Reading text
□ □ □ □ □

But denying arithmetic is what toxic cocktail activist Andreas Kortenkamp does in a new letter ("Perspectives" section) in Science, written with fellow environmental activist Michael Faust. What is their evidence for a toxic cocktail dooming us all? They don't provide any citation when they write "Scientific evidence for heightened toxicity from such mixtures is mounting" and editors at Science didn't ask awkward questions that real science journalists would have asked like, 'ummm, is this supposed evidence actually just crappy conspiracy papers in Environmental Health Perspectives and Endocrine Connections magazine?' Given that the letter had little editorial scrutiny, they were able to nonchalantly claim that while NOAELs (no observed adverse effect levels) may not show harm from trace chemicals, that is because other scientists - hundreds of thousands of other scientists in an overwhelming consensus - simply don't understand additive power. And government is in the pocket of Big Chemical and therefore doesn't demand they test all the possible combinations together.
There is a reason Kortenkamp is on the conspiracy side and science is opposed to him. Dose Addition works. That science is settled. His belief that trace chemicals in a "cocktail" cause endocrine disruption is not based on anything but ideological voodoo.
He has an advanced degree so he must understand the concept of hormones and binding affinity and that measures in urine say nothing at all about absorption. Yet he ignores those inconvenient truths that have debunked this scaremongering time and again in their recent op-ed.
How can the public easily know they are being duped by that kind of truthiness? When the claims don't pass the four word test for harm: Where are the bodies?
There are none. We are healthier than ever.
Still, they ignore that and go on to suggest that governments force companies to test every chemical in every possible combination with every other chemical, because by doing so they can insure no chemical is ever approved - unless it is a chemical in a natural product that they want exempted from scrutiny. The kinds of "natural" and "organic" products promoted by groups that fund Kortenkamp and Faust and Pete Myers.
Scaremongering does nothing to help the public. Science magazine is actually promoting public distrust in science by giving this warmed-over conspiracy theory a new air of legitimacy. Unfortunately this continues their recent pattern; they are regularly reprinting anti-science activist op-eds. AAAS, which publishes Science, is run by a politician, but that doesn't mean they should become overtly anti-science in the interest of shoring up their plummeting subscription memberships by appealing to the beliefs against science of one party.

□ □ □ □ □

(Dataset entries)
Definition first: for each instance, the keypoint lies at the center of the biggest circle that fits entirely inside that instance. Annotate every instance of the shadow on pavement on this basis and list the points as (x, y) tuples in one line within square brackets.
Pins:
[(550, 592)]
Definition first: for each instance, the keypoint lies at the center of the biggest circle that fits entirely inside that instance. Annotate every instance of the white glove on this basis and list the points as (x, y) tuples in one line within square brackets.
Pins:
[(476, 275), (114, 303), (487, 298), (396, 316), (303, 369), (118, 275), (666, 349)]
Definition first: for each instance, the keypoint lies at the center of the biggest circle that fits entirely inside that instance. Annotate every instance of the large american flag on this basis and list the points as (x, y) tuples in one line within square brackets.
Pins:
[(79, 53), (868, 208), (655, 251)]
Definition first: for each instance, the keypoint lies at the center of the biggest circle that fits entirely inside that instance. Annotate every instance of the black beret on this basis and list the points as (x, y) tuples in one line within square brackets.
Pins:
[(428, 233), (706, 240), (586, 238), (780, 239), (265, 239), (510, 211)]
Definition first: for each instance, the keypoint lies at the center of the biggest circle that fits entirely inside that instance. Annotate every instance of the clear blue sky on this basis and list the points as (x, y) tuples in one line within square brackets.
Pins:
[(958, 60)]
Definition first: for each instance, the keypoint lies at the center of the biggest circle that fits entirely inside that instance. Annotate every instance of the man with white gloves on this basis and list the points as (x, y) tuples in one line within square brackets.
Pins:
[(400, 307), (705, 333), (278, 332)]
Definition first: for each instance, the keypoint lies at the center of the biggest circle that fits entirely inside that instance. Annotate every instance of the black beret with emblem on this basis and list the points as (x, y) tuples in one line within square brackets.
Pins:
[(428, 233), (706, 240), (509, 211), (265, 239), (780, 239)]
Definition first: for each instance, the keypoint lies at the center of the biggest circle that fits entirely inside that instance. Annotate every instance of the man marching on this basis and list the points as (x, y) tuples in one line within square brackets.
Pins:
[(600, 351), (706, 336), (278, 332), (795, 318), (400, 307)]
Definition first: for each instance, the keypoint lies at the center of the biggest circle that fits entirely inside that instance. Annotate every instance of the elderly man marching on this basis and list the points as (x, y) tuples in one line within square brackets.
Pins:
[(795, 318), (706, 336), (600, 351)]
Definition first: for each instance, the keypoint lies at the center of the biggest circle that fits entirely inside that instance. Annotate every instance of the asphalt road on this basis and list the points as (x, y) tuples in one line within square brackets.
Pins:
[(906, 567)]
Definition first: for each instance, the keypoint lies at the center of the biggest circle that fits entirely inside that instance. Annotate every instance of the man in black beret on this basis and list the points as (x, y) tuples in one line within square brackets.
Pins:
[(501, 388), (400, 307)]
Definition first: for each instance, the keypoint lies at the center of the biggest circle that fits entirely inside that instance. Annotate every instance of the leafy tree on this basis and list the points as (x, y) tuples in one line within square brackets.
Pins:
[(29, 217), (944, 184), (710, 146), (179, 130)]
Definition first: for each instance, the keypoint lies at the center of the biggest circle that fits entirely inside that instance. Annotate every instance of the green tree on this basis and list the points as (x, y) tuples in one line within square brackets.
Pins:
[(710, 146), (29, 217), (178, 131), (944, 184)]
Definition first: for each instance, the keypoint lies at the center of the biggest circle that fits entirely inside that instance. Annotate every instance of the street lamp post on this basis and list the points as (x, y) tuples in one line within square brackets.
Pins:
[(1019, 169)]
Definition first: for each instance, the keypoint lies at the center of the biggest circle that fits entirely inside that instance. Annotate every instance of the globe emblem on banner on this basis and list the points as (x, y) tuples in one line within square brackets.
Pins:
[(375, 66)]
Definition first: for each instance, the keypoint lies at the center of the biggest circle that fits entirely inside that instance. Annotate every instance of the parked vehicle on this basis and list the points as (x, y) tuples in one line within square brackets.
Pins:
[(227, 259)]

□ □ □ □ □

Exercises to complete
1. Transcribe the stretch from "There is a reason" through "healthier than ever." in the opinion piece on toxic chemical cocktails.
2. Write the next part of the opinion piece on toxic chemical cocktails, starting after its last sentence.

Results
1.
There is a reason Kortenkamp is on the conspiracy side and science is opposed to him. Dose Addition works. That science is settled. His belief that trace chemicals in a "cocktail" cause endocrine disruption is not based on anything but ideological voodoo.
He has an advanced degree so he must understand the concept of hormones and binding affinity and that measures in urine say nothing at all about absorption. Yet he ignores those inconvenient truths that have debunked this scaremongering time and again in their recent op-ed.
How can the public easily know they are being duped by that kind of truthiness? When the claims don't pass the four word test for harm: Where are the bodies?
There are none. We are healthier than ever.

2.
We have been debunking toxic cocktail hype forever and endocrine disruption hype since 1999. You can even read our first book on it for free here. Thanks to all you readers and donors for continuing to make it possible.
(1) A u-shaped curve means that a chemical will have a response that varies from high to low to high as concentration increases. It defies the principles of modern pharmacology. Philip Landrigan, epidemiologist and pediatrician, is the go-to guy for the New York Times when they claim this sort of thing.
(2) Yes, they are suing over coffee also, California is a good state for anti-science beliefs because they abdicated their regulatory system to activist epidemiologists in France.
(3) It's even on our coffee mugs.
(4) An actual paper claimed living near farms caused autism - because pesticides. The authors did not actually test for any pesticides in anyone, they instead created a proxy. They took California pesticide applications and matched them to autism diagnoses to create a correlation.
Basically, proxies can do anything if someone wants to do advocacy rather than science. All you need is a small sample size and willingness to accept inconsistent data, like that near and far applications of pesticides caused harm but in the middle made no difference - a u-shaped curve for autism. Which principal investigator Irva Hertz-Picciotto of U.C. Davis readily did. Without disclosing her two conflicts of interest, which were leadership in an autism group and an anti-chemical group.